begin EXCERPTED RECORDS

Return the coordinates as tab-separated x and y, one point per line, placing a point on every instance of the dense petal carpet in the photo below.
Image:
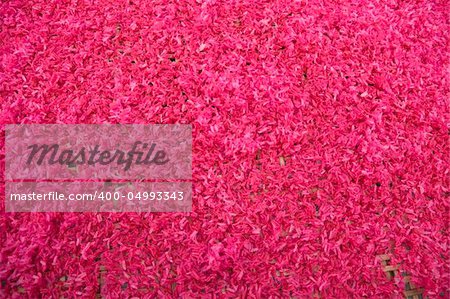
320	132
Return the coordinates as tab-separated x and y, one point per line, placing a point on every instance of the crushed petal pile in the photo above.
320	140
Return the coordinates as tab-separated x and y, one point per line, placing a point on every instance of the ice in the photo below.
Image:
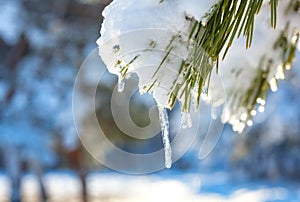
186	120
121	84
10	26
163	115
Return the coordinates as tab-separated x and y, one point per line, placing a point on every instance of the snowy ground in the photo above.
167	186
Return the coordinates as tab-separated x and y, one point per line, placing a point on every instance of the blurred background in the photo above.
42	46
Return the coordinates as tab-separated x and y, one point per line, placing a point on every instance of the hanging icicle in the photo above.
163	115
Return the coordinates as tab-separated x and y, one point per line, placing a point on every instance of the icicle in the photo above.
186	120
121	84
213	113
165	133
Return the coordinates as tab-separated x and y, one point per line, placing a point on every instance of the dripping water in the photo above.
165	135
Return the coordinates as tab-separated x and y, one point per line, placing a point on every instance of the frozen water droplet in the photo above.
165	135
121	84
213	113
186	120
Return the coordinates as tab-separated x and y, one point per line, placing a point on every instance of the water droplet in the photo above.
273	84
261	108
253	112
250	123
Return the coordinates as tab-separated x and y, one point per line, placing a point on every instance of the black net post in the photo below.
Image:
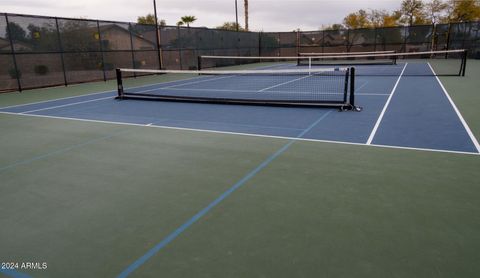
448	38
345	86
119	83
352	87
199	62
17	72
130	28
101	51
464	62
60	47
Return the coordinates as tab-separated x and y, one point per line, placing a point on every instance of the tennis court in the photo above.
100	186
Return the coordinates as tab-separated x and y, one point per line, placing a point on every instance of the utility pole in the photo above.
159	50
236	15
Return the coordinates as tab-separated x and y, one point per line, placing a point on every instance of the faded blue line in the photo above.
14	274
60	151
150	253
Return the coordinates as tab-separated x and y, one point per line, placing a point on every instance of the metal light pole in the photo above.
157	31
236	15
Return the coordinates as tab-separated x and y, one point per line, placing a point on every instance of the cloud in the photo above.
267	15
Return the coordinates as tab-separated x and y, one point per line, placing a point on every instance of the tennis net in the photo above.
313	54
291	87
428	63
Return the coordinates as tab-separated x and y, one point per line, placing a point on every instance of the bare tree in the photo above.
434	10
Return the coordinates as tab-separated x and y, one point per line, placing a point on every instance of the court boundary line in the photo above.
245	134
284	83
387	103
225	194
455	108
65	105
91	94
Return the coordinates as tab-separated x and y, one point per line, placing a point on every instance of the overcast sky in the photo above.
267	15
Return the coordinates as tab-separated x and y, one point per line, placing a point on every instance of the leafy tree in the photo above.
356	20
150	19
464	10
412	11
434	10
188	19
391	19
43	38
335	26
232	26
16	32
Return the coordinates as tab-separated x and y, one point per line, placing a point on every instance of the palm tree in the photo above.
188	19
245	5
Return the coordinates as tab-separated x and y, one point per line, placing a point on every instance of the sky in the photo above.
265	15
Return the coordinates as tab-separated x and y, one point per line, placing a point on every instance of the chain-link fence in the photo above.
400	39
39	51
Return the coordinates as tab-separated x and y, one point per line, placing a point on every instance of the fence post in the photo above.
101	51
260	43
60	46
348	40
17	72
179	47
323	41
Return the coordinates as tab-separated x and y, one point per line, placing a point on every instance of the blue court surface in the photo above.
398	111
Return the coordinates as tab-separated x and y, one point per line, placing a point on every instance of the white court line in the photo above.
284	83
379	120
243	134
371	94
242	91
464	123
44	101
113	91
98	93
65	105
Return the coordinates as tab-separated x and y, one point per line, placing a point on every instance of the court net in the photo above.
429	63
313	54
297	87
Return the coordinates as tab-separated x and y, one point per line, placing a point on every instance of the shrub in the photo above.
40	69
14	74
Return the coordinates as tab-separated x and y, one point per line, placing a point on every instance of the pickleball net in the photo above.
333	87
384	63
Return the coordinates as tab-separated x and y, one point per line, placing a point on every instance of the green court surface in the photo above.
90	199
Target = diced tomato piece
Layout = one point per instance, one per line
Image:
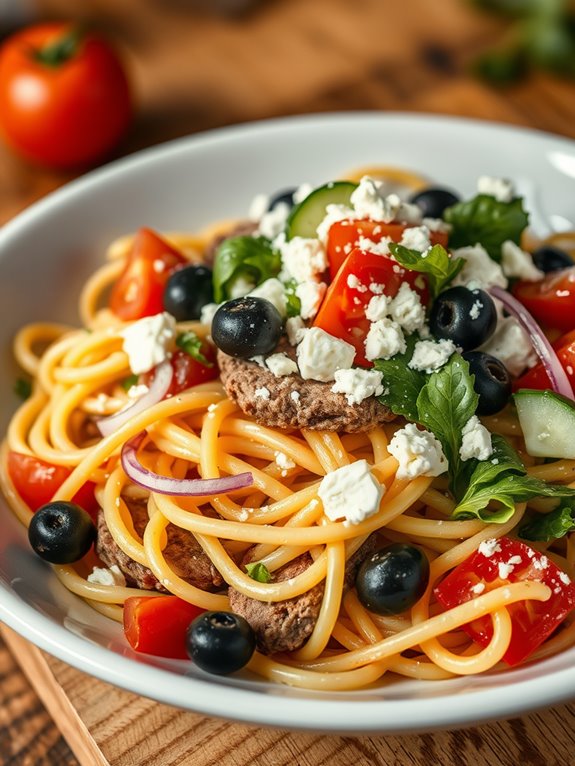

end EXCERPTED RECORDS

SET TASK:
Extract every line of the records above that contains the word "droplet", and copy each one in full.

TASK RESPONSE:
Return the coordinates as tab-separated x and y, one point per line, placing a point on every instance of the frozen water droplet in the photo above.
Return the coordinates as tab-separated x and y, one point per line, placing a point on every instance of the water droplet in the photo above.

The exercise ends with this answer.